::: Reading text

# Oil change gen2



## Matsix’s (Feb 14, 2020)

Hello friends ! ;-) I wonder how many liters of oil do you put in gen2 engine? I recently watched a video on Youtube, one guy filled in 5 cans of 946ml, this is 4.73 liters in total, is that how it should be? after all, according to the manual for the book, there are 4 liters, I always fill in 4 liters


----------



## JeremyHabetler (Jan 3, 2020)

That's not actually a picture of you putting a 5w-30 in that Gen 2 Cruze is it? it's suppose to use 0w-20, especially with modern vehicles ONLY use the recommended weight. But yes, 5 "cans" of those or one large jug is what's used


----------



## Matsix’s (Feb 14, 2020)

JeremyHabetler said:


> That's not actually a picture of you putting a 5w-30 in that Gen 2 Cruze is it? it's suppose to use 0w-20, especially with modern vehicles ONLY use the recommended weight. But yes, 5 "cans" of those or one large jug is what's used


this is a photo from this video where the guy pours 5 cans! but he has a K&N air filter on his Cruze


----------



## Matsix’s (Feb 14, 2020)

::::::

[Problem statement]
Continue the forum thread about the oil change on the Gen 2 Cruze from the point where it stops.

::: Data

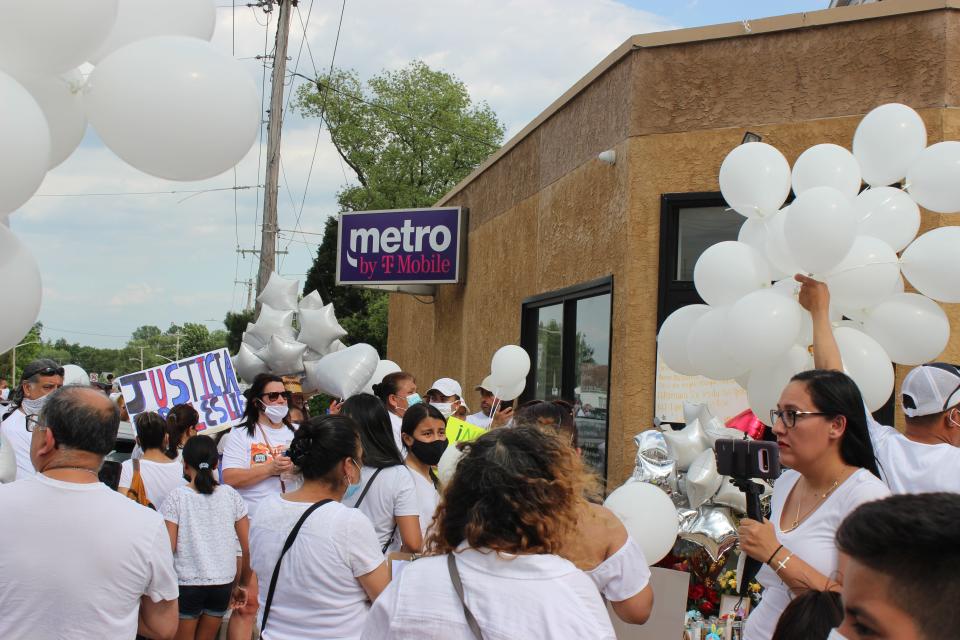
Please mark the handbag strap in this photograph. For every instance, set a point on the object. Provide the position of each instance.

::::::
::: Data

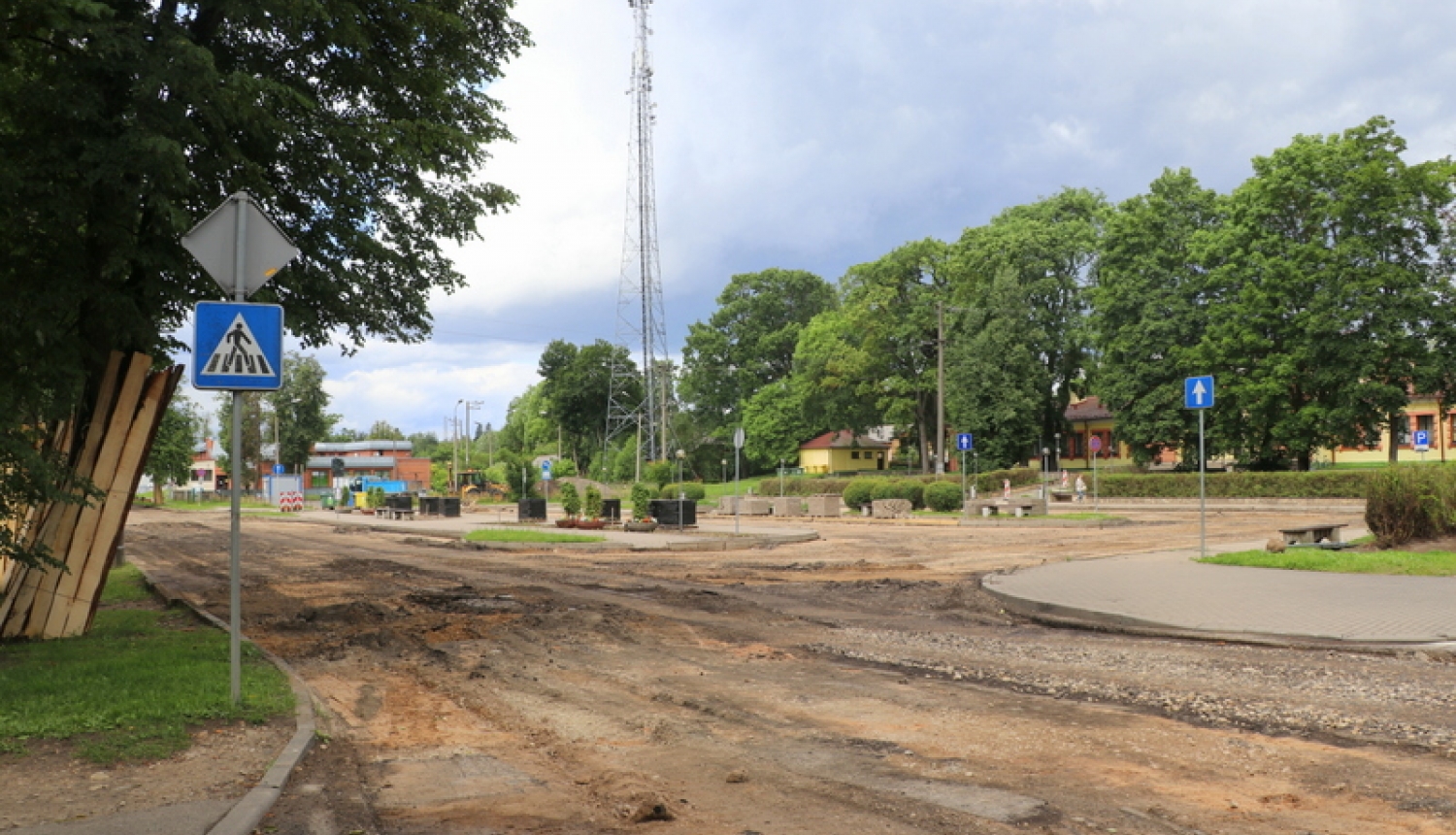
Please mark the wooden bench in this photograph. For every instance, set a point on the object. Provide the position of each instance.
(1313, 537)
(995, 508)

::::::

[Exercise answer]
I do not upload AMSOil, I only use Acdelco dex1 gen2 Api service SP


----------



## snowwy66 (Nov 5, 2017)

5 30 is what the car calls for. 

0 20 is the later gen 2s.

4.25 quarts I think it uses


----------



## Matsix’s (Feb 14, 2020)




----------



## jblackburn (Apr 14, 2012)

JeremyHabetler said:


> That's not actually a picture of you putting a 5w-30 in that Gen 2 Cruze is it? it's suppose to use 0w-20, especially with modern vehicles ONLY use the recommended weight. But yes, 5 "cans" of those or one large jug is what's used


2016-17's use 5w30

The capacity is 4.25 qts with a filter change. I usually put 4 in mine, check it, and add more if necessary. There's usually an open container around from the last oil change.


----------



## Ma v e n (Oct 8, 2018)

JeremyHabetler said:


> That's not actually a picture of you putting a 5w-30 in that Gen 2 Cruze is it? it's suppose to use 0w-20, especially with modern vehicles ONLY use the recommended weight. But yes, 5 "cans" of those or one large jug is what's used


Nope, and nope.

16 and 17 spec'd 5w30. 18 and 19 0w20. Guess what.....it's same engine. My 18 had the 0w20 drained out and replaced with 5w30 before 3000 miles and it's never seen 0w20 again. (66,600mi and counting)

Capacity is 4 liters. I use a larger filter than the manual specifies, so I use 4.5 quarts, simply because it's very easy and I get 4 oil changes from 18 qts.(3 cases of oil) running the extra half liter as in the video won't hurt anything, but is technically wasteful, and it makes it harder monitor oil level.


----------



## Barry Allen (Apr 18, 2018)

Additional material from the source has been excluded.